## WHAT YOU HAVE TO DO
Write every record out again exactly as given.
☆ ☆ ☆
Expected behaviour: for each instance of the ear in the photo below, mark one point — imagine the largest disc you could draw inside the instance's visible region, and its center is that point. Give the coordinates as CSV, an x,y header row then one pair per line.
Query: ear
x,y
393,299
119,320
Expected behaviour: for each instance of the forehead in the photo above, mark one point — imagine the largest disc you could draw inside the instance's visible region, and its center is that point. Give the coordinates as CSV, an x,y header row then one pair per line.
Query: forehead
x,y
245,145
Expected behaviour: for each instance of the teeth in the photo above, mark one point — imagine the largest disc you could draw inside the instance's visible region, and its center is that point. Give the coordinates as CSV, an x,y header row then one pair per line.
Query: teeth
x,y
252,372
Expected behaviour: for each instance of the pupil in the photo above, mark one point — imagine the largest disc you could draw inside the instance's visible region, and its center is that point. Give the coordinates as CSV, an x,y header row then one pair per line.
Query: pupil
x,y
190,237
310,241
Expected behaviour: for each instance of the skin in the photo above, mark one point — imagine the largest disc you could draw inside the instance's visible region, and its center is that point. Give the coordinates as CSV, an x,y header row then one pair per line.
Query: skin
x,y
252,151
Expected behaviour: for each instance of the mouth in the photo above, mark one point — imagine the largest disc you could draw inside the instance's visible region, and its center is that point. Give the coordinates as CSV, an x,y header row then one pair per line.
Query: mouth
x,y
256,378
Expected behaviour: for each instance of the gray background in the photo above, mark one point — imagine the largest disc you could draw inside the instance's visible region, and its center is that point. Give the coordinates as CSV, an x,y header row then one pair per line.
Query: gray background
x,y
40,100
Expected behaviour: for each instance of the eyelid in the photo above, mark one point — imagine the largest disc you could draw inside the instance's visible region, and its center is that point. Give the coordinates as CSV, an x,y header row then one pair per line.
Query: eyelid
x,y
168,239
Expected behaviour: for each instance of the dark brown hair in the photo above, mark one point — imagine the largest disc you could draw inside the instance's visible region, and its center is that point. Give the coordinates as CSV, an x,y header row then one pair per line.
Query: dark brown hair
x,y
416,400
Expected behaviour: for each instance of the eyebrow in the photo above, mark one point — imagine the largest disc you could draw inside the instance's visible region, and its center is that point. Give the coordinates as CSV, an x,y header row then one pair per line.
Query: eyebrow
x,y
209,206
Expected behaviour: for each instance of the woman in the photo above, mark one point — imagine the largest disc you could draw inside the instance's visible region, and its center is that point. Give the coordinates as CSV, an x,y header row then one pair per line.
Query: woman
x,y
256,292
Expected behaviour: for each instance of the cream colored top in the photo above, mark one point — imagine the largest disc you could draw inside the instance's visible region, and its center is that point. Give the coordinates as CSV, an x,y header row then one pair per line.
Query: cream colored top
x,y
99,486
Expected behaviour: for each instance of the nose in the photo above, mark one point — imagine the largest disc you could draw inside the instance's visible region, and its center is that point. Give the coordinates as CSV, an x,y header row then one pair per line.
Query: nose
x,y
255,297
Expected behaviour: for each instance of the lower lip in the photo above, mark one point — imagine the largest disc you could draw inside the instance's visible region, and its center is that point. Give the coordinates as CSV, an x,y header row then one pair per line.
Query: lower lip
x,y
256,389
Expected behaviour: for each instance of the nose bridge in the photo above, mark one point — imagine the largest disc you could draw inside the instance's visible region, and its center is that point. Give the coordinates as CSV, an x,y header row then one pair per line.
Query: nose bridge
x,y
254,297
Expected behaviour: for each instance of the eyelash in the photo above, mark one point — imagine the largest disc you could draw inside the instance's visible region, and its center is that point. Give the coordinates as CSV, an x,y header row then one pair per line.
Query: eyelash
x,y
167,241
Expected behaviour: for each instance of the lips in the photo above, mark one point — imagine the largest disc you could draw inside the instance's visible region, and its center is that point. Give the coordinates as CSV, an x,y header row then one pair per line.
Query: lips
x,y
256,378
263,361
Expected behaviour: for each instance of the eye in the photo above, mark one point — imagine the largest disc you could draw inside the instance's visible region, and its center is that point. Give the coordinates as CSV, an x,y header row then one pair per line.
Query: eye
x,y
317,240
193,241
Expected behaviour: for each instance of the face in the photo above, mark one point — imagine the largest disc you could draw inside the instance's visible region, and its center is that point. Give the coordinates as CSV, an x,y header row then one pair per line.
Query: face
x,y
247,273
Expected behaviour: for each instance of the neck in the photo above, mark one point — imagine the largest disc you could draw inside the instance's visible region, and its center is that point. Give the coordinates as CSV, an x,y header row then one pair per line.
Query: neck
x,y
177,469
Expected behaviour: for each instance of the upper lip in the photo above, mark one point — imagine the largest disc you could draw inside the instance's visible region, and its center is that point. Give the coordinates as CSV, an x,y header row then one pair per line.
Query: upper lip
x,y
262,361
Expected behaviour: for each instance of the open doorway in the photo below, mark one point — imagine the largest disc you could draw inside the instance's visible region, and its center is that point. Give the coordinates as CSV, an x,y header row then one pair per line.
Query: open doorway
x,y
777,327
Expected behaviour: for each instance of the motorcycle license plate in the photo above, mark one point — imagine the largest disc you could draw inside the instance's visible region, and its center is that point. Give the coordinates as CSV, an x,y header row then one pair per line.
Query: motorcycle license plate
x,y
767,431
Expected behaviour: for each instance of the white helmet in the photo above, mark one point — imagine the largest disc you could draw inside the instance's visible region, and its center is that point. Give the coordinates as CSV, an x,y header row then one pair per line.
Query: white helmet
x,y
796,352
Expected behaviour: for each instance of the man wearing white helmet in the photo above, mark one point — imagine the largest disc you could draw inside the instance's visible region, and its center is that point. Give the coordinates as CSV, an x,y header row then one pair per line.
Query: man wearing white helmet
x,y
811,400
☆ ☆ ☆
## RESPONSE TO THE TASK
Expected behaviour: for each instance of the ear in the photo below, mark one point — imagine the largest disc you could draw inside the instance's visible region, and its center is that point. Give the coordinates as CSV, an x,y header row then one pair per line.
Query: ear
x,y
393,299
119,320
Expected behaviour: for each instance of the forehead in the photo above, mark one point — imagine the largest disc you could draw inside the instance's visible region, and its center is that point. Give the coordinates as CSV, an x,y header row then one pair per line.
Query: forehead
x,y
245,145
Expected behaviour: for each instance of the teeth in the photo above, mark one point — imagine the largest disc you could draw inside the instance's visible region, and its center is that point. Give the coordinates as CSV, an x,y header row then one pair per line.
Query: teeth
x,y
252,372
Expected behaviour: for each instance of the pupil in the photo above, mark one point — imagine the largest disc you could draw inside the instance's visible region, and its center is that point. Give the coordinates as CSV, an x,y header row then one pair per line.
Query: pupil
x,y
190,237
310,241
Expected behaviour: for each instance of the skin in the photo above, mark one point — imagine the largest disc you could draw inside the instance's visible region, and its center is that point. Give the coordinates as CSV, an x,y header row then one pair per line.
Query: skin
x,y
252,151
Expected behaviour: for each instance of the mouth in the photo above, mark one point — imagine the largest disc you could draw inside the instance's visible region, and its center is that point. Give the coordinates as CSV, an x,y header row then one pair per line.
Query: mouth
x,y
256,378
Expected behaviour: for each instance of the gray background in the photo above, mark one point — imagine the largest disc you could draw inside the instance's visible region, and its center is that point. Give the coordinates as CSV, an x,y header row then one pair per line.
Query: gray background
x,y
40,100
Expected behaviour: for each instance of the eyelid in the photo above, mark one point — imagine the largest disc you could draw inside the instance's visible region, and its center is that point. Give the coordinates as CSV, an x,y header row then one pair per line.
Query: eyelid
x,y
168,239
Expected behaviour: for each instance of the dark brown hair in the photo above, mark one point — imagine the largest disc you could draw inside the instance's visible region, and its center is that point. Give the coordinates as CSV, an x,y header row then one pair per line.
Query: dark brown hair
x,y
416,400
Expected behaviour: for each instance of the eyebrow in the photo above, mark one point — imagine the largest disc you could draw inside the instance's visible region, and its center is that point. Give the coordinates as CSV, an x,y header row then one pair per line.
Query: eyebrow
x,y
209,206
Expected behaviour: for each instance of the woman in the photo above, mark one point — imagine the largest disc you could draw inside the instance's visible region, and its center is that point. Give the coordinates as CSV, an x,y header row then one pair per line.
Query: woman
x,y
256,292
Expected behaviour: for each instance of the cream colored top in the photo above, mark one point — imagine the largest disc you could draw inside the instance's visible region, and its center is that point. Give the coordinates as CSV, an x,y header row then one pair per line.
Query: cream colored top
x,y
99,486
Expected behaviour: for each instance of the nose in the photo above, mark one point — imagine the largest disc you could draw inside the instance's visible region, and its center is that point. Give the coordinates as CSV, an x,y header row then one pair per line.
Query: nose
x,y
255,297
Expected behaviour: for each instance of the lower lip in the photo above, mark one point — imagine the largest disc you could draw inside the instance's visible region, and its center is that point. Give the coordinates as CSV, an x,y header row then one pair per line.
Query: lower lip
x,y
256,389
Expected behaviour: for each instance of the nose bridge in the photo above, mark one point — imagine the largest disc you could draw inside the instance's visible region, and its center is that point. Give the coordinates as CSV, an x,y header row then one pair per line.
Query: nose bridge
x,y
254,297
Expected behaviour: for each instance of the eyelash in the photo above, mark one point — imagine the largest disc you could draw inside the instance's visible region, and its center is that point. Give the coordinates as CSV, an x,y header row then one pair per line.
Query: eyelash
x,y
167,241
Expected behaviour: for each instance of the lips in the photo above, mark one point — imagine the largest disc you could draw inside the instance's visible region, and its center is that point. Give the coordinates as CSV, an x,y header row then one pair per line.
Query: lips
x,y
256,378
263,361
Expected behaviour: for each instance of the eye in the photo above, mark one point — imagine the largest disc you could draw inside the instance's visible region, and its center is that point. Give the coordinates as CSV, an x,y header row then one pair per line.
Query: eye
x,y
317,240
193,241
Expected behaviour: for each instance of the face in the photo above, mark one point — imagine the largest disc you could draw inside the instance's visible region, and its center is that point. Give the coordinates as CSV, an x,y header row then one pair per line.
Query: face
x,y
247,273
Expected behaviour: for each instance of the neck in the photo above, mark one point — imagine the largest disc you could draw inside the instance's visible region, and its center is that point. Give the coordinates as CSV, an x,y header row then one pair per line.
Query: neck
x,y
177,469
Expected behaviour: for each instance of the upper lip in the photo above, mark one point — imagine the largest disc you could draw inside the instance's visible region, and its center is that point. Give the coordinates as CSV, an x,y header row then one pair per line.
Query: upper lip
x,y
262,361
Expected behaviour: for each instance of the open doorway in the photo below, mark one point — imagine the largest disc you could draw inside the instance's visible region, and its center is that point. Give the coordinates as CSV, an x,y header row then one pair per line.
Query: open doorway
x,y
777,327
Expected behaviour: for each instance of the motorcycle license plate in the photo above, mark one point — imagine the largest disc you could draw inside the instance's visible region, and its center is that point. Give the coordinates as CSV, an x,y header row then one pair per line.
Query: motorcycle license plate
x,y
767,431
Expected behaviour: for each instance of the white helmet in the photo above, mark one point — imagine the largest disc you could draw inside the instance's visible region, and its center is that point. Give the coordinates as CSV, an x,y header row then one pair per line.
Query: white helmet
x,y
796,352
Expected behaviour: for each instance of the man wearing white helmet in the photo above, mark one point — imagine the largest disc you could draw inside the instance's visible region, and its center is that point. Give the coordinates as CSV, an x,y header row then one pair per line.
Query: man wearing white helmet
x,y
811,400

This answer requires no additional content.